**EXTRAIT À LIRE:**
§ §
Une telle union implique aussi une sorte d’ingérence, ou au moins un intéressement des deux États dans le règlement des conflits gelés situés sur leur territoire. Alors que la Géorgie mène une politique neutre avec l'Arménie, l’Azerbaïdjan est en situation de conflit gelé avec cette dernière. En outre, la question des minorités nationales présentes en Géorgie serait mise sous le feu des projecteurs dans le cas d’une alliance entre Tbilissi et Bakou : il est fort probable que l’Arménie, qui soutient depuis plusieurs années la stabilité de la région géorgienne de Samtskhe-Javakheti, où vit de manière compacte une forte minorité arménienne, verra d’un autre œil cette zone pacifiée en cas de rapprochement avec l’Azerbaïdjan. De son côté, l'Azerbaïdjan ne peut se permettre d’entrer en conflit avec la Russie (à l’instar de la Géorgie), car cette dernière est largement impliquée dans le règlement du conflit du Haut-Karabakh. Une telle confédération remettrait en question bien des relations diplomatiques.

Implications internationales : L’impossible casse-tête

La création d’une telle confédération aurait diverses implications pour les autres acteurs de la région: la Russie, l’Arménie, l’Iran et la Turquie.
§ §
**CONTENU DES DONNÉES:**
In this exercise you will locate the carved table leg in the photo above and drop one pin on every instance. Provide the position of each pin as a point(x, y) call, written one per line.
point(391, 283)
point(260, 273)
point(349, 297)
§ §
Pourriez-vous poursuivre l'extrait sur une éventuelle confédération entre la Géorgie et l'Azerbaïdjan, en reprenant juste après sa dernière phrase ?

La Russie suit non seulement les événements dans la région, mais réagit aussi assez vivement à ce qui touche à ses intérêts vitaux dans sa sphère d’influence, « l'étranger proche ». Elle est ainsi économiquement et diplomatiquement très impliquée en Arménie, pays enclavé qu’elle soutient logistiquement dans le conflit du Haut-Karabakh. Selon l’Accord signé entre ces deux États, les bases militaires russes se trouvant sur le sol arménien assurent la protection de ses frontières en cas d'intervention militaire d’États tiers. Ce positionnement expliquerait que le président géorgien n’évoque pas l’Arménie dans sa proposition: en termes géopolitiques, cette dernière fait partie de la verticale Russie-Arménie, formellement « opposée » à l’horizontale Géorgie-Azerbaïdjan. De surcroît, on peut y voir une tentative de s’allier l’Azerbaïdjan contre la Russie, afin de s’assurer un allié de poids dans la région.

Du point de vue de l'Iran, le renforcement économique de l'Azerbaïdjan, allié stratégique de la Turquie et partenaire économique et militaire d’Israël, menace sa sécurité nationale, étant donné qu'au nord de l'Iran, à la frontière de l'Azerbaïdjan, vit une minorité azérie trois fois plus nombreuse que la population azerbaïdjanaise. Cette région est réputée instable et se révolte sporadiquement contre le régime iranien. Les Azéris iraniens appellent périodiquement à rejoindre l’Azerbaïdjan. De ce fait, l'Iran cherche à faire pression sur l'Azerbaïdjan en usant de mesures préventives (voire des forces armées) afin de la dissuader d’accueillir un jour sur son sol des bases militaires américaines.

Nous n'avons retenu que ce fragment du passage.